▶ **DOCUMENT EXTRACT**:
The Company has a secured promissory note payable balance to Bristol Luxury Group, LLC (“BLG”) totaling $10,131,126 at December 31, 2021 (the “Note”). The Company’s board of directors owns BLG. The balance bears interest, payable monthly, at 12% and is secured by the general assets of the Company. Interest may be paid-in-kind. The balance of the promissory note is due May 2024. On April 30, 2021, Sugarfina Holdings LLC and BLG executed an Exchange Agreement (the “Exchange Agreement”) and, concurrently therewith, an Amendment No. 1 to the Amended and Restated LLC Agreement of Sugarfina Holdings LLC (the “LLCA Amendment”), each having an effective date of September 26, 2020. Pursuant to the Exchange Agreement and the LLCA Amendment, BLG and Sugarfina Holdings LLC agreed to convert a portion of the outstanding principal and accrued interest on the Note equal to $8,000,000 in the aggregate (including $6,289,954 in outstanding principal and $1,710,046 in accrued interest) for 800,000 preferred units of Sugarfina Holdings LLC, with such exchange becoming effective immediately prior to the conversion of Sugarfina Holdings LLC into the Company on September 26, 2020.

 

NOTE 8 – Government Grants

 

In March 2020, Congress passed the Paycheck Protection Program (PPP), authorizing loans to small businesses for use in paying employees that they continue to employ throughout the COVID-19 pandemic and for rent, utilities and interest on mortgages. Loans obtained through the PPP are eligible to be forgiven if the proceeds are used for qualifying purposes and certain other conditions are met.

 

First Draw PPP Loan

 

In April 2020, the Company received a first draw PPP loan of $2,000,000. As of December 31, 2020, the Company performed initial calculations for the PPP loan forgiveness according to the terms and conditions of the Small Business Administration’s (SBA’s) Loan Forgiveness Application and expected that the PPP loan would be forgiven in full based on qualifying expenses incurred during the period eligible for forgiveness. As such, for the year ended December 31, 2020, the Company recognized grant income of $2,000,000 in the consolidated statement of operations. The Company’s first draw PPP loan was fully forgiven in September 2021.

 

F-15

 

 

Second Draw PPP Loan

 

In March 2021, the Company received a second draw PPP loan of $1,650,000. Management anticipated that the loan would be fully forgiven due to similar circumstances of our first draw PPP loan and as such, the Company recognized grant income of $1,650,000 in the consolidated statements of operations for the year ended December 31, 2021. The Company’s second draw PPP loan was fully forgiven in April 2022.

▶ **WHAT IS BEING ASKED**:
Write out the following passage from the financial statement notes exactly, starting with "NOTE 8 – Government" and going on through "conditions are met.".

▶ **MATERIAL SUPPLIED**:
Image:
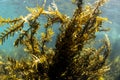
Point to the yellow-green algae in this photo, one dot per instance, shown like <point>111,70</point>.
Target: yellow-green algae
<point>73,58</point>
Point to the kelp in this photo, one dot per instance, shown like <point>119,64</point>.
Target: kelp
<point>73,57</point>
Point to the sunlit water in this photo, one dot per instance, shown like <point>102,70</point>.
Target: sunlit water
<point>16,8</point>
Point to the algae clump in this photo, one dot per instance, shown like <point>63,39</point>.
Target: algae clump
<point>74,56</point>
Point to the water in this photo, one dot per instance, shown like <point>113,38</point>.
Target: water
<point>15,8</point>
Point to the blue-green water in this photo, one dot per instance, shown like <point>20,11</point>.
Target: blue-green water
<point>16,8</point>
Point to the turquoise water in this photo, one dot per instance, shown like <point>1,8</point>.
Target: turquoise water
<point>16,8</point>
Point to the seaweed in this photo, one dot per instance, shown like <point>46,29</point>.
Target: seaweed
<point>74,56</point>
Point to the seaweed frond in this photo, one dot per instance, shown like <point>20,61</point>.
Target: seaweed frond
<point>74,56</point>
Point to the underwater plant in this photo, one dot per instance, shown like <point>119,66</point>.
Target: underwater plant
<point>74,56</point>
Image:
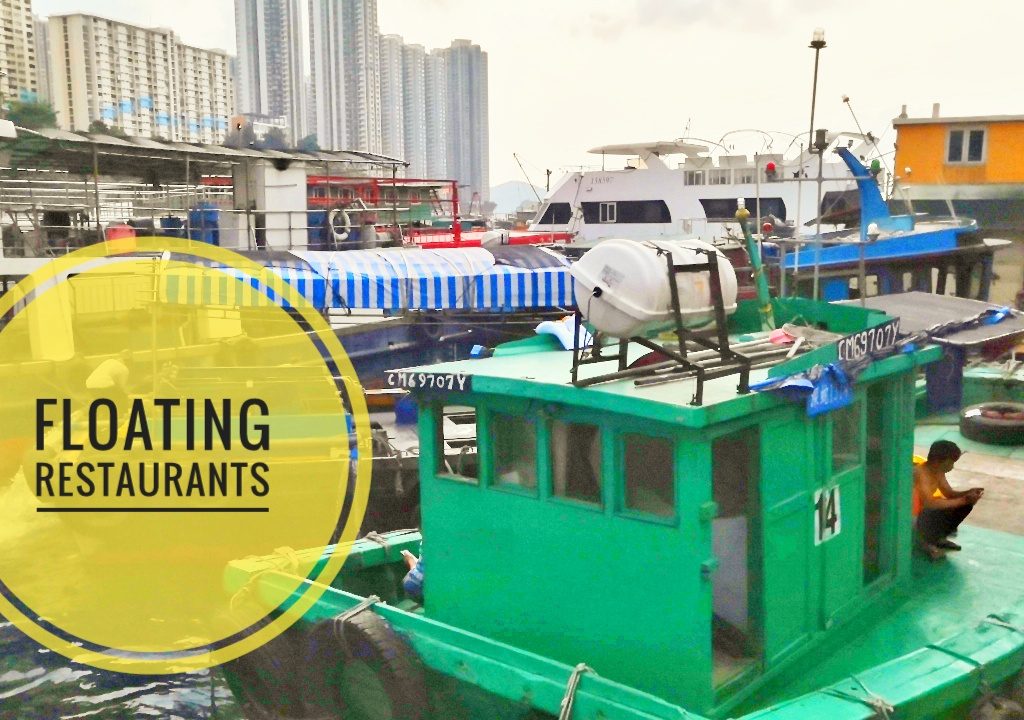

▶ **RESULT OF THIS EXERCISE**:
NOTE 8 – Government Grants

 

In March 2020, Congress passed the Paycheck Protection Program (PPP), authorizing loans to small businesses for use in paying employees that they continue to employ throughout the COVID-19 pandemic and for rent, utilities and interest on mortgages. Loans obtained through the PPP are eligible to be forgiven if the proceeds are used for qualifying purposes and certain other conditions are met.